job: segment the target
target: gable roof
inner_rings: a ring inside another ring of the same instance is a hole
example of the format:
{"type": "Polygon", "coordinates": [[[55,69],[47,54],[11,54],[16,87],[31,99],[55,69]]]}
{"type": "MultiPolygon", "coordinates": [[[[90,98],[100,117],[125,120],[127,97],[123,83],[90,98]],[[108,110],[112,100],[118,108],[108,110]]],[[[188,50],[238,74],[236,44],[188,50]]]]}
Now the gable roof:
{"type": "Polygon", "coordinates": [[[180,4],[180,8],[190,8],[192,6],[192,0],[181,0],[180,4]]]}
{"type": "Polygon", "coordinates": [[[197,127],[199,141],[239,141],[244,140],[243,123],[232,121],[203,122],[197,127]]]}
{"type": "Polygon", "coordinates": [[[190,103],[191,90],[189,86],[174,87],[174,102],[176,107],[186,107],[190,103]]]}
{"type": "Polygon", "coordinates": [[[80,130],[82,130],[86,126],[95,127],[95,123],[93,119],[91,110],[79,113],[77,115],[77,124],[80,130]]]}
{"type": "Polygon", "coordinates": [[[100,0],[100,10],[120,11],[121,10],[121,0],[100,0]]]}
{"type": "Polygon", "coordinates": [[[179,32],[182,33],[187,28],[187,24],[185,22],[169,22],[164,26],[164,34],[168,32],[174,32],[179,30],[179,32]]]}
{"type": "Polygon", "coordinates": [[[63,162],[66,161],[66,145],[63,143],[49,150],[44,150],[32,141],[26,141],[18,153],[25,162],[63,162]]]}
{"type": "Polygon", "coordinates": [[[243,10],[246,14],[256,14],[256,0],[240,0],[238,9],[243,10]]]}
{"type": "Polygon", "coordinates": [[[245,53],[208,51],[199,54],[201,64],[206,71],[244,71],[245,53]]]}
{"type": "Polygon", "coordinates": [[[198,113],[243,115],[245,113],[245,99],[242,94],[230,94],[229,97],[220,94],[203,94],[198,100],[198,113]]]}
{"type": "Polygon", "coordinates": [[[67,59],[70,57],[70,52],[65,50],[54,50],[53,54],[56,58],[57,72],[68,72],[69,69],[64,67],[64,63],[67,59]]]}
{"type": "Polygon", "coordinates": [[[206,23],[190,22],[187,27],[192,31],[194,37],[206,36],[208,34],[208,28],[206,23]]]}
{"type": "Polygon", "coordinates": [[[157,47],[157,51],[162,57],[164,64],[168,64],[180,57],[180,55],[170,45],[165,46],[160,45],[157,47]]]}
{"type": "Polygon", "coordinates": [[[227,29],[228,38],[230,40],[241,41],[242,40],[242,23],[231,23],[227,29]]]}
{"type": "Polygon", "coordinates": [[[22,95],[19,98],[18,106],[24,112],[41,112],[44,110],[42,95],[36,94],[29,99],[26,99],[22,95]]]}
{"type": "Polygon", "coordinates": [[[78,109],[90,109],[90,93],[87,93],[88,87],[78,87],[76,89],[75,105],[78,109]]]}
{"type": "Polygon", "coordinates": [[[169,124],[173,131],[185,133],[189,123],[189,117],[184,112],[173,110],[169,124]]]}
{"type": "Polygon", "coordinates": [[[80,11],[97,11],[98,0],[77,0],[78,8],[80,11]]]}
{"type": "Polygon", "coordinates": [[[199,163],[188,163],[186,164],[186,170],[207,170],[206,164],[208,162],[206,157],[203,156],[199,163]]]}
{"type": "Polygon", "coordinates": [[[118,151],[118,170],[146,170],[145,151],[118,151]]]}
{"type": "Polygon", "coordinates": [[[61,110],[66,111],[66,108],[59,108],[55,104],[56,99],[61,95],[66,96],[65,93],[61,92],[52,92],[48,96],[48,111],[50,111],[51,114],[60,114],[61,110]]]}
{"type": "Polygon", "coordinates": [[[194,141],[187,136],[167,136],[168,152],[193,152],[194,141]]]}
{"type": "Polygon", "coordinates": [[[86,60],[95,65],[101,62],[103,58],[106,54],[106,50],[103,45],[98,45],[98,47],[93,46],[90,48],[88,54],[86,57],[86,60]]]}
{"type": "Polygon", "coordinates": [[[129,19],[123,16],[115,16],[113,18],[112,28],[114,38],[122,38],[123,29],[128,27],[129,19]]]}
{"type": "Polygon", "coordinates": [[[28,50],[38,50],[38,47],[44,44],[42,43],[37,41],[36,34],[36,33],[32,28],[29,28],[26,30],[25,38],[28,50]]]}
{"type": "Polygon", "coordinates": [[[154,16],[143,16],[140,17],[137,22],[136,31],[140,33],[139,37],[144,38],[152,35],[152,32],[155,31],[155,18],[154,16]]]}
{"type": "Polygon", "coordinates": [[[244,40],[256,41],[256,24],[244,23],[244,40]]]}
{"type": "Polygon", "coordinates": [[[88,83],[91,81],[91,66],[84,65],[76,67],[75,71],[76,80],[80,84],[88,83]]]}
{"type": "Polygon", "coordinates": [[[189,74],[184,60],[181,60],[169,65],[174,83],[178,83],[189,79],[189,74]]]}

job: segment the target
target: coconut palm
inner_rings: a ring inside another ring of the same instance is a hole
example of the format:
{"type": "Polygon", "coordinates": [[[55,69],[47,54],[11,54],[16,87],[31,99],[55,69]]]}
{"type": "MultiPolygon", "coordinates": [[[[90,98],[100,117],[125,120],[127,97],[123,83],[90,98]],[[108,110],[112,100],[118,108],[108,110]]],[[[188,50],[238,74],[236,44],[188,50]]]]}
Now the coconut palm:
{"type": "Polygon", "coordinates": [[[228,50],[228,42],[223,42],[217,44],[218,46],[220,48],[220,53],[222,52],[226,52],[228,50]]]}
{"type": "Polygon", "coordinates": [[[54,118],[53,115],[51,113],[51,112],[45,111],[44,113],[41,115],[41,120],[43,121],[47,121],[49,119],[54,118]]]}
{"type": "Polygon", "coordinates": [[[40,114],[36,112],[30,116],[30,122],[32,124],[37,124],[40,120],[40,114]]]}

■ Aim: Extract every line above that contains the string "palm".

■ Result of the exercise:
target: coconut palm
Now the coconut palm:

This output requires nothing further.